Michelman writes with the unmistakable tone of a lobbyist. She is forceful yet respectful to her opponents, searches for ways to create a dialogue with the anti-choice right and shares her strategies to rally Congressional representatives. There is also the backstory of one of the most brilliant sound bites of pro-choice activism. The "Who Decides?" campaign shifted the national discussion away from moral polemics to what is really at stake: the question of who has the final say over reproductive rights - the government or an individual woman.

While the author's objective is to give us a detailed account of her work with NARAL, she also sets out to provide a mainstream audience with a deeper understanding of the pro-choice movement. As such, her occasional omissions in the "big picture" of abortion dull the reader's full engagement with her prose and the history that has brought us to the contemporary debate. For one, the background of Roe v. Wade is never laid out. Nor does the author explain an intact D&E, what politicians call "partial birth" abortion, a non-medical term. Anti-choice politicians describe it as a form of infanticide, and while Michelman clearly takes issue with their sensationalized language, the fact that she does not offer a comprehensive medical counterpoint to anti-choice imagery feels dubious.

At the same time, one can't ignore how incisively these chapters assess the current political climate, in which states have passed more than four hundred restrictions on Roe since 1995. We would also do well to abide by Michelman's vision, which reads like the definitive manifesto of the pro-choice movement. We must stand with a woman no matter what choice she makes, and ensure she can make her choice in health and safety, whether she chooses to terminate a pregnancy or bear a child.
- Michelle Humphrey

Zine Workshop
Independent Publishing Resource Center (IPRC)
IPRC, 2006 (?)

Items from a data source:
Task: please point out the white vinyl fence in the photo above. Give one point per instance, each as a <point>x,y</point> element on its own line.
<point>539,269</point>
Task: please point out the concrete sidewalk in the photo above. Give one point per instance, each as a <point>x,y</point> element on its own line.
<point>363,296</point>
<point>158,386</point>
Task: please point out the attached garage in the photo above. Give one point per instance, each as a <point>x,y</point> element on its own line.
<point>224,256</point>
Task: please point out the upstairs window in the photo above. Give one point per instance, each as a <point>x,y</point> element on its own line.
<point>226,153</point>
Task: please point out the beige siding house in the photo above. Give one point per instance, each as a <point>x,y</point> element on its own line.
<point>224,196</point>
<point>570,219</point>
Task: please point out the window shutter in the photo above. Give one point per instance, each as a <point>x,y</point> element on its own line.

§ PROBLEMS TO SOLVE:
1. List every word or phrase that the book review puts inside quotation marks.
2. Copy the book review word for word, from "At the same" up to and including "Resource Center (IPRC)".
3. Resume the book review from the point where it stops.
The entries are separate material and have nothing to do with the book review.

§ ANSWERS BY TASK:
1. "Who Decides?", "big picture", "partial birth"

2.
At the same time, one can't ignore how incisively these chapters assess the current political climate, in which states have passed more than four hundred restrictions on Roe since 1995. We would also do well to abide by Michelman's vision, which reads like the definitive manifesto of the pro-choice movement. We must stand with a woman no matter what choice she makes, and ensure she can make her choice in health and safety, whether she chooses to terminate a pregnancy or bear a child.
- Michelle Humphrey

Zine Workshop
Independent Publishing Resource Center (IPRC)

3.
For as long as there have been zines, there have been books and zines telling people how they can join in on the fun. So, what purpose does Zine Workshop serve when others have already produced instruction manuals for ripping of copy shops and mailing the product to people around the world?

I wish I had the answer to that one. Zine Workshop is not a bad zine. It is not overly redundant, but it does not do anything to set itself apart either. The layout is beautiful. The IPRC mixes kitschy graphics with interesting fonts that are easy to read. On the flipside, the zine size (half-legal) is not the most portable. They present some aspects of zines that do not usually get enough attention, like the binding, but still could do more with these things. At the end is a section of resources for reviews, distros, and stores. The downside to this is that I could not find a publication date anywhere in the zine. The reader could be quickly frustrated when attempting to make contact with someone who closed down shop. (editor's note: the first Zine Workshop was published in 1998; this is the most recent edition.)

It is a cute zine, don't get me wrong, but I can't imagine paying $2 for a 24-page item that essentially reiterates the information that is already floating around on both the internet and in old zines.